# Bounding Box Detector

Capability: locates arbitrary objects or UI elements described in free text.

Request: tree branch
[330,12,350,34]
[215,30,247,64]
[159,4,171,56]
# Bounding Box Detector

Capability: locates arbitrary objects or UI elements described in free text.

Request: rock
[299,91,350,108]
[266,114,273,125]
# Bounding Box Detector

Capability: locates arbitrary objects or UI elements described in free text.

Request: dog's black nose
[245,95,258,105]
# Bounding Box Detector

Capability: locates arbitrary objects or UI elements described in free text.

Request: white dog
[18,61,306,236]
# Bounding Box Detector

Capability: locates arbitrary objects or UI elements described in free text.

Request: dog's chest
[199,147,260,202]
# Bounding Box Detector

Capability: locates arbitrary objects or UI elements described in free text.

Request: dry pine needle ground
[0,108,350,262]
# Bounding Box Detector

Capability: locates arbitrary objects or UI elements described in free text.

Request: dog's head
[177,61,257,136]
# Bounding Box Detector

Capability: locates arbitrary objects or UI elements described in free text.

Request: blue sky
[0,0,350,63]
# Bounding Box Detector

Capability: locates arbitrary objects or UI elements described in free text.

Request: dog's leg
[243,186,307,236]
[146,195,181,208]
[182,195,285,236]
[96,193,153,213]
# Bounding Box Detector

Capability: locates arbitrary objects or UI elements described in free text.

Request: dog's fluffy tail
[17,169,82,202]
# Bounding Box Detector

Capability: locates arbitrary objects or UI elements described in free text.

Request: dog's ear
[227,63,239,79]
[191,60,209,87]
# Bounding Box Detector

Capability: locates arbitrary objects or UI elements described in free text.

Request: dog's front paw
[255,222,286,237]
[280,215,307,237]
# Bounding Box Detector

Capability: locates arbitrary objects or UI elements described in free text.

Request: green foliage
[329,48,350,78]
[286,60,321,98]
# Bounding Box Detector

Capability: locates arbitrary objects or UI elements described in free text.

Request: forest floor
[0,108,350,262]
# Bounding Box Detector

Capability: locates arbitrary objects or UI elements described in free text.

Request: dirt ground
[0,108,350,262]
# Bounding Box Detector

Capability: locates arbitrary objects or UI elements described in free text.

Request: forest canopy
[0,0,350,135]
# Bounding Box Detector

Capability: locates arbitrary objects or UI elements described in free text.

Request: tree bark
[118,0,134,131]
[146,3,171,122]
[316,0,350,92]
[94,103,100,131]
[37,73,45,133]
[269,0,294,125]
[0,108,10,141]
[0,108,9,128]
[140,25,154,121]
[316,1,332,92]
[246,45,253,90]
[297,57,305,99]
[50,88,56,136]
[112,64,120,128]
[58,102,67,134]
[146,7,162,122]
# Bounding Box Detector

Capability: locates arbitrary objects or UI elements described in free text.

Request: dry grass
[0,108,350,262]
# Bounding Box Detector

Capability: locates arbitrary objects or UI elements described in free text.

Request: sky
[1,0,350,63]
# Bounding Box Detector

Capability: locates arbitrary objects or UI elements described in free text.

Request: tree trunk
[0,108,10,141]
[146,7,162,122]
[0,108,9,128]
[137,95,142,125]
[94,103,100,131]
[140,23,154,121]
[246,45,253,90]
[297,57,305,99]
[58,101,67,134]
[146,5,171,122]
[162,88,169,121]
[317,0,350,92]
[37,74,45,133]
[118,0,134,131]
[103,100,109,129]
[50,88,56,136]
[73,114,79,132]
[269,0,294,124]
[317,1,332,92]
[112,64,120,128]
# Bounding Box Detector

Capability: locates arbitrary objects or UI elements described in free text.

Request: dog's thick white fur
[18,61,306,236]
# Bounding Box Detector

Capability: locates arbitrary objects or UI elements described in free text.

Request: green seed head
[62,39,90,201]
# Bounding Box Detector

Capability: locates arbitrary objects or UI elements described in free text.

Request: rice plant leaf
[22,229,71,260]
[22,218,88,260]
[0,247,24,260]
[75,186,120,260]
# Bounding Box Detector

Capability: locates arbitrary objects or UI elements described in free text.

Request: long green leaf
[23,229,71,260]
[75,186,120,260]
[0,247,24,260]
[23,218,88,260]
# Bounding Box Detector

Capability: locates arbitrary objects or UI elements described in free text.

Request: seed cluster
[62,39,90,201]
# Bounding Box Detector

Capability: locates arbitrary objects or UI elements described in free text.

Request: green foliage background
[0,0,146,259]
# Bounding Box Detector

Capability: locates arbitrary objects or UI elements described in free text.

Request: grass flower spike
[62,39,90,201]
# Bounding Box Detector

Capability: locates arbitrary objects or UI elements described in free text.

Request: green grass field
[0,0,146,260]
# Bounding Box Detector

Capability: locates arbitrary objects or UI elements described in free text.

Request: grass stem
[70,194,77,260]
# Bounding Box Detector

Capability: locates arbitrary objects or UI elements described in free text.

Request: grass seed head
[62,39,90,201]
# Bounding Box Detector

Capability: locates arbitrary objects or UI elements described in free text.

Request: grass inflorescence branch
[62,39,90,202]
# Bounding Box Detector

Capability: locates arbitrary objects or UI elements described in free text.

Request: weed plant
==
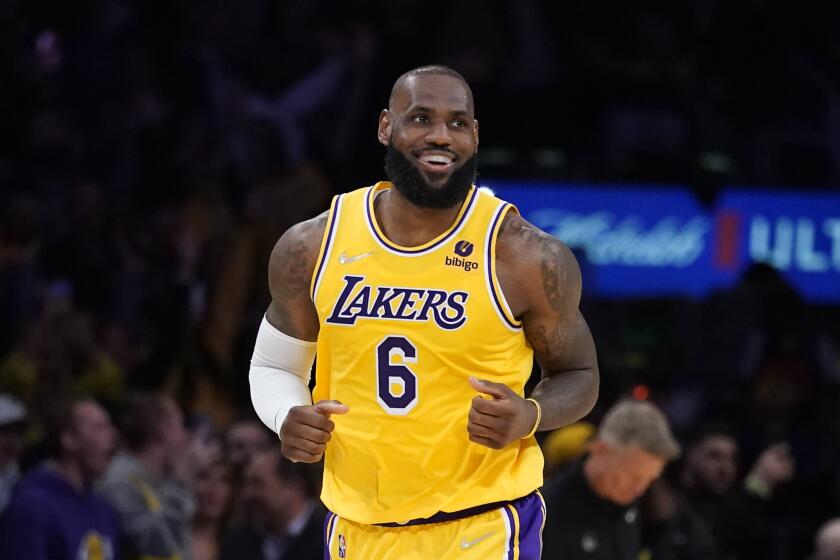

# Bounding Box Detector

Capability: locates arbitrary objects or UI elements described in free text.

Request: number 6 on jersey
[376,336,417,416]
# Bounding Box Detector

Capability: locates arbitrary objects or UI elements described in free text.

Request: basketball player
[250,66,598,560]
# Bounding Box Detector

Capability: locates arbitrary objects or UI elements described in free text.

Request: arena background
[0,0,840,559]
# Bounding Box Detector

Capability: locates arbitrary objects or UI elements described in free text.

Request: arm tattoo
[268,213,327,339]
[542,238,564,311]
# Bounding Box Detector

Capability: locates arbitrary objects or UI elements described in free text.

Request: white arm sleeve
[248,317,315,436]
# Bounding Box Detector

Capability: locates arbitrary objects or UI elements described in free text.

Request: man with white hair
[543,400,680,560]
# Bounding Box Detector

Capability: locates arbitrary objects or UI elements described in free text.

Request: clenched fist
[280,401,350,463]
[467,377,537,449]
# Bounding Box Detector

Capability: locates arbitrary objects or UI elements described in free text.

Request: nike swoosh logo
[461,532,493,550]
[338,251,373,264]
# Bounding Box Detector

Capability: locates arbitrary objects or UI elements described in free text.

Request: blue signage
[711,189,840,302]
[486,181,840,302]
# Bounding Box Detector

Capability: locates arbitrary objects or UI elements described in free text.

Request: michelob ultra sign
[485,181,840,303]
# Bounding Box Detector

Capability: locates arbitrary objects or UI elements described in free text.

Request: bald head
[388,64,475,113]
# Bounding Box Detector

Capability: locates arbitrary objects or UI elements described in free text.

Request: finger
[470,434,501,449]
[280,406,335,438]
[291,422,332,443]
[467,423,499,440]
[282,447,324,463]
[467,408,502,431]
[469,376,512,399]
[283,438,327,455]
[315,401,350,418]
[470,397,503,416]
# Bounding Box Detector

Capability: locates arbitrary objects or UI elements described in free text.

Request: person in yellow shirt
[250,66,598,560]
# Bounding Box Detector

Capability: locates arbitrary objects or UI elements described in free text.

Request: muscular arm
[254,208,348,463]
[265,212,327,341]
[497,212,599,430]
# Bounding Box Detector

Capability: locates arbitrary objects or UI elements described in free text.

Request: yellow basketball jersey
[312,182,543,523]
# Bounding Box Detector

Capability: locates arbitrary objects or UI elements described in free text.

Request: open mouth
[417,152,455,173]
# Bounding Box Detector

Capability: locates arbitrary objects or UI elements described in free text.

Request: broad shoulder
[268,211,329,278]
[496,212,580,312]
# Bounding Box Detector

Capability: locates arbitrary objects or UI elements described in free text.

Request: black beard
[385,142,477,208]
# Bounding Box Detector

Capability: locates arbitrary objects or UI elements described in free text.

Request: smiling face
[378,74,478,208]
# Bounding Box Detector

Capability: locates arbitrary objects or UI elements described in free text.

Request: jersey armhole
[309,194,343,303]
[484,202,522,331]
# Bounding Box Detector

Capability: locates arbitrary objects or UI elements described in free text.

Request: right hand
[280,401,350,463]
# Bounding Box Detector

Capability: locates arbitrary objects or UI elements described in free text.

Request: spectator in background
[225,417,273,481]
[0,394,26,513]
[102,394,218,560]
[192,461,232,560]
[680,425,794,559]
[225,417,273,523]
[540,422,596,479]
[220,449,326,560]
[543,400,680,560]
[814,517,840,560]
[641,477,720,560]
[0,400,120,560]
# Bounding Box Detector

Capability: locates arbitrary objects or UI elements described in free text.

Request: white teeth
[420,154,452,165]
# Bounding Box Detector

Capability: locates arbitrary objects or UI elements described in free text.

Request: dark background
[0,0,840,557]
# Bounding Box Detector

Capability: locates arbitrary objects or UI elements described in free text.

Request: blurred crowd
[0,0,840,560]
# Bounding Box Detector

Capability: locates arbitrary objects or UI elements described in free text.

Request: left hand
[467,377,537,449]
--
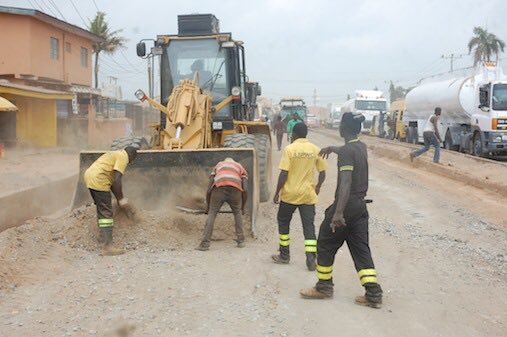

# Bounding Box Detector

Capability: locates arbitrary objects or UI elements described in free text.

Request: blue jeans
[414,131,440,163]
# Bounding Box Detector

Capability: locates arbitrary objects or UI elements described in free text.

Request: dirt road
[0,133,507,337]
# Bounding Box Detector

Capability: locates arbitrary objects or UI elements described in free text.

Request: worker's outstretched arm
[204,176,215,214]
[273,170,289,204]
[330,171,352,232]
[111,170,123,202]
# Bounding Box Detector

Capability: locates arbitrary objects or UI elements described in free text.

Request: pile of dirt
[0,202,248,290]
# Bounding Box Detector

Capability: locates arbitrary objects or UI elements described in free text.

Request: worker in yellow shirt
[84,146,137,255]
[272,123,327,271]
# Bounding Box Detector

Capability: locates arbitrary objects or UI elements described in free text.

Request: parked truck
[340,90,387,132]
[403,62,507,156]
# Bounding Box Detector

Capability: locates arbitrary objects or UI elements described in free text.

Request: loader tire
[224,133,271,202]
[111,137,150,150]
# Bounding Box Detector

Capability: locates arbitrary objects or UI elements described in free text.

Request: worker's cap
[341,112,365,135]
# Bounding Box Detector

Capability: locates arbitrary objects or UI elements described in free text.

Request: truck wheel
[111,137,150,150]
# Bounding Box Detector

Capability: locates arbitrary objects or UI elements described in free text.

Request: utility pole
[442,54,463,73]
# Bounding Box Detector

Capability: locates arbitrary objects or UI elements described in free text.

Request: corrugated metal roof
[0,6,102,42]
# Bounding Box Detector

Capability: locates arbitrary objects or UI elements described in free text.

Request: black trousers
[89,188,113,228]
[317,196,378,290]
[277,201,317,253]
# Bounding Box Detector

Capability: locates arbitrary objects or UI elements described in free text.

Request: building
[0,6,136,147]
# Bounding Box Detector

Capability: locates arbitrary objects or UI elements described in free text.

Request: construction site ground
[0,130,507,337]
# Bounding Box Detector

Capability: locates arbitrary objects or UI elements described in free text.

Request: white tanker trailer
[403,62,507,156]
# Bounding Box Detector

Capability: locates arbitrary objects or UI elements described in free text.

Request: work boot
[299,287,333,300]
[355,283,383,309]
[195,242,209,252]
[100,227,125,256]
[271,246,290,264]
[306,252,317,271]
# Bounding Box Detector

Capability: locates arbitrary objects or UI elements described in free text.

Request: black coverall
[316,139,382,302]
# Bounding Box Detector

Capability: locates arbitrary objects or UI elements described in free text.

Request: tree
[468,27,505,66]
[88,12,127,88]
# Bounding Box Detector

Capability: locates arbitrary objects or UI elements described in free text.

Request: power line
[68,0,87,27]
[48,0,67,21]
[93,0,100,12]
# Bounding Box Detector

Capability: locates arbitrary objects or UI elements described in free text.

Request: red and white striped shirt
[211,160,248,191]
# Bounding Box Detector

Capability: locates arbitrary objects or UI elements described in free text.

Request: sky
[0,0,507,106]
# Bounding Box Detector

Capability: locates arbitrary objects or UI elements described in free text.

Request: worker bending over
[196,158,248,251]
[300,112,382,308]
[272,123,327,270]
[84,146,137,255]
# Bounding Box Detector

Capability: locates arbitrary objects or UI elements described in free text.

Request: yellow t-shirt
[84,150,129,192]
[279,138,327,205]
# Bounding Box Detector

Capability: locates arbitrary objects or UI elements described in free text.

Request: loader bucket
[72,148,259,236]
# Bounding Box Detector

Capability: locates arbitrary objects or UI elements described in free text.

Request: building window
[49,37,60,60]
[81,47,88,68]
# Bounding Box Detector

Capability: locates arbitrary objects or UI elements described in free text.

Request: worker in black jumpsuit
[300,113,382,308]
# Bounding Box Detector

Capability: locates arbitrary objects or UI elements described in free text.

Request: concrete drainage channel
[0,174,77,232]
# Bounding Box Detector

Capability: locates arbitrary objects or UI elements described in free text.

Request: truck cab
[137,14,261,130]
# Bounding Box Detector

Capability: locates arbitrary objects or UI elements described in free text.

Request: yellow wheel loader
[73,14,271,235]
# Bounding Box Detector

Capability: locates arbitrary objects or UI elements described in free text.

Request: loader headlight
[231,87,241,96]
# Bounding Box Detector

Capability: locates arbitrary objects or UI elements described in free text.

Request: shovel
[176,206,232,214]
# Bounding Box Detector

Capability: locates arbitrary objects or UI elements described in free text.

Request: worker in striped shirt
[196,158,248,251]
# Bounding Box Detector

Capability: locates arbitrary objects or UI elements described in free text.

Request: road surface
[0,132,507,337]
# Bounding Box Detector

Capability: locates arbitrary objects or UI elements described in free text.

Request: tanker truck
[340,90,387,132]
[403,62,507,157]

= Task =
Return every line of the items above that contains the string "foliage", matching case exactly.

= Response =
Request: green foliage
Request: green foliage background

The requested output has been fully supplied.